§ **AIM OF THE EXERCISE**
Copy out all the lines in the records that include the word "olive".

[Region pointing data]

═══

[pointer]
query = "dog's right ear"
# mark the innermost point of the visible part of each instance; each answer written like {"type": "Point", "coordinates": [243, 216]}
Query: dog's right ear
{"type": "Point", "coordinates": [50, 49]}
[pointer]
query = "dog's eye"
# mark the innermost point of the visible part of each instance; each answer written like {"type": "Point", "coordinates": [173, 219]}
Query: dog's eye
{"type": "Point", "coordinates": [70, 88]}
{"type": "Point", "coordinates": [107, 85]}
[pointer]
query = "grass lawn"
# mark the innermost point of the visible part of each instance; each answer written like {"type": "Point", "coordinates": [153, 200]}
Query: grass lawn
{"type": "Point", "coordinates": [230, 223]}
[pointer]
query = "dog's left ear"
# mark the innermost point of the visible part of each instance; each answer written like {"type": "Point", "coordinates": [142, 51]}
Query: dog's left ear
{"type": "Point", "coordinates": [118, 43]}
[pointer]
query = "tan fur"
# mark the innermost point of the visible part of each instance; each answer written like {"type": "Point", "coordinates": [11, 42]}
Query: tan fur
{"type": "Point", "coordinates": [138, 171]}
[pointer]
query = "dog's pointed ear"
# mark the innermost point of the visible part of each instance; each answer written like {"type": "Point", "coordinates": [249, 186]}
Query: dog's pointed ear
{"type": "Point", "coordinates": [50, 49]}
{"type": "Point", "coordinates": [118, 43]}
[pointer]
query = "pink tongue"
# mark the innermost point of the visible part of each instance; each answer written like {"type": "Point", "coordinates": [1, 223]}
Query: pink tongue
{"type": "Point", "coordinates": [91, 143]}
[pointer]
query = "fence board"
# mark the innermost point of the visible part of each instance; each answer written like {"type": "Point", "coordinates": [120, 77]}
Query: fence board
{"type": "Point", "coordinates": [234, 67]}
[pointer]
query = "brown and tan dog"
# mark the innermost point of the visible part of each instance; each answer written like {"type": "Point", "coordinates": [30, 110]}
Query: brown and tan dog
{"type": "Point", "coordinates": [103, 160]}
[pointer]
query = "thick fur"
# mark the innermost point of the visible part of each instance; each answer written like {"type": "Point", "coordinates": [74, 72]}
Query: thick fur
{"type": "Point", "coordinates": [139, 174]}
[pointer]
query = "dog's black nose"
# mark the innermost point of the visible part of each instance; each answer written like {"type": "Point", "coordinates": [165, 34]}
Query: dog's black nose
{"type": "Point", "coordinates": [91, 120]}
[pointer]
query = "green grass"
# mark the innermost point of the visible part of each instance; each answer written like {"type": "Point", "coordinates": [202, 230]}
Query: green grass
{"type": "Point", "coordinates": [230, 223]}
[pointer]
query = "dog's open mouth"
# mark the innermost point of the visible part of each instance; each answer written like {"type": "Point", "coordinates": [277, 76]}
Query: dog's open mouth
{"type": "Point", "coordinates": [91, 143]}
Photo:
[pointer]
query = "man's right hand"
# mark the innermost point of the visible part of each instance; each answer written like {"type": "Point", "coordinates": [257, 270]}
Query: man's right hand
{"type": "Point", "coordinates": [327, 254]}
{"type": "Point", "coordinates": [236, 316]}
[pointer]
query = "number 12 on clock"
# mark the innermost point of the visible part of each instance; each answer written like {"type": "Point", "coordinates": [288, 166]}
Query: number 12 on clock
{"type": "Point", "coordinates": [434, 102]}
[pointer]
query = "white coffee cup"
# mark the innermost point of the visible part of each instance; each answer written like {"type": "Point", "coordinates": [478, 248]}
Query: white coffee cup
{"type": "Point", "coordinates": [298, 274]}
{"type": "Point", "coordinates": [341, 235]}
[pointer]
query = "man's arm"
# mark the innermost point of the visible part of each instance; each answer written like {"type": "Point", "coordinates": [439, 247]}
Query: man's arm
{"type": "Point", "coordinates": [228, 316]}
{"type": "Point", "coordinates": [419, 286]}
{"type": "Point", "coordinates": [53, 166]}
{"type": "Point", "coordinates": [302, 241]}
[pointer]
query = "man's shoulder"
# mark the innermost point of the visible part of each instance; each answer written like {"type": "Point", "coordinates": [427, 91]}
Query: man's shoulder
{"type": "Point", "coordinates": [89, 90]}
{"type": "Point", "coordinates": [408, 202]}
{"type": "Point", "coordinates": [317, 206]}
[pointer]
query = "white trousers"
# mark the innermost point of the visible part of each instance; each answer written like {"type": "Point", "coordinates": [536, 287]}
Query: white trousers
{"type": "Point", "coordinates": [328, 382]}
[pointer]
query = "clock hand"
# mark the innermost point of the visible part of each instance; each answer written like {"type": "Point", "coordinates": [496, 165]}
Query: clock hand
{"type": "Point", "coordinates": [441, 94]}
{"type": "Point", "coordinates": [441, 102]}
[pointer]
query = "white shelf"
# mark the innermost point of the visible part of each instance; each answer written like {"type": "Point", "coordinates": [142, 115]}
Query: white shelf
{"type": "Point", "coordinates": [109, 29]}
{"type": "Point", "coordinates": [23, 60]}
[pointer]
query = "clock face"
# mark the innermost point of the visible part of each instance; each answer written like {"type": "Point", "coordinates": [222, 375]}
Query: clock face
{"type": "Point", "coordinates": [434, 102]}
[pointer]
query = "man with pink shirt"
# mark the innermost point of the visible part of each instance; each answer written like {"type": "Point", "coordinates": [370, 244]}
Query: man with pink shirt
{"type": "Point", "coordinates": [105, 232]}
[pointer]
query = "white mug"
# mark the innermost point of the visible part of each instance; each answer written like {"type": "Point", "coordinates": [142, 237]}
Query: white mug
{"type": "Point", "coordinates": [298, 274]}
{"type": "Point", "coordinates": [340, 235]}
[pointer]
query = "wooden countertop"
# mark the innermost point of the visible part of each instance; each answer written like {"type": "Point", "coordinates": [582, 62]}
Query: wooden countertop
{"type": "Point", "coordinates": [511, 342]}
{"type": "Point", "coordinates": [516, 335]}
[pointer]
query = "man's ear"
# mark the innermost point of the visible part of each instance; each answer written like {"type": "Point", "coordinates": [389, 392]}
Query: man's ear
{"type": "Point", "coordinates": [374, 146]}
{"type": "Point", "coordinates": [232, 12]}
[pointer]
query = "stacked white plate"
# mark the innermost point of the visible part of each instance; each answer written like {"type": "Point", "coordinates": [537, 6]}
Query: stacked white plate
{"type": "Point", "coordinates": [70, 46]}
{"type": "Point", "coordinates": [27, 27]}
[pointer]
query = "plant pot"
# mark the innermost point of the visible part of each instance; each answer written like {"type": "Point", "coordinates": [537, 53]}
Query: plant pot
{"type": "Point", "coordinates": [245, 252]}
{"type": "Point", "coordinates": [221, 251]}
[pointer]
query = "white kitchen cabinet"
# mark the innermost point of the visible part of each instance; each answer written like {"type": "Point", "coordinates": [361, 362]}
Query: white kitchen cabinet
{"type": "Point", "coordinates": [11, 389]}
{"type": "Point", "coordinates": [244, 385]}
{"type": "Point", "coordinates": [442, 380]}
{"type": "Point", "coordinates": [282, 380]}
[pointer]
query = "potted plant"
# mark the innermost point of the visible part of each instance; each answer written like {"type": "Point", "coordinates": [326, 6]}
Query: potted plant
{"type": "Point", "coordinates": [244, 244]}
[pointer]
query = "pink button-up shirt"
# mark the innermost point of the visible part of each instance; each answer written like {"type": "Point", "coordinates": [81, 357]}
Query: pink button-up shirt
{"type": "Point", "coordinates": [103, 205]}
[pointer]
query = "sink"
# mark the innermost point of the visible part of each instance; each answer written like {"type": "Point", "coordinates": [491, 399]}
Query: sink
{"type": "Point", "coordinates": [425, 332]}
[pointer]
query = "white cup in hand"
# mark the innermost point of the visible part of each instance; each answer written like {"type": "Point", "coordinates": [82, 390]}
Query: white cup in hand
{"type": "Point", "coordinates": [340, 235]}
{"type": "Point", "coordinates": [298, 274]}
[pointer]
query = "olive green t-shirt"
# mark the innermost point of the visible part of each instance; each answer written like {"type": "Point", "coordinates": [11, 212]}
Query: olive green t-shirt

═══

§ **REPLY TO THE TASK**
query = "olive green t-shirt"
Query: olive green t-shirt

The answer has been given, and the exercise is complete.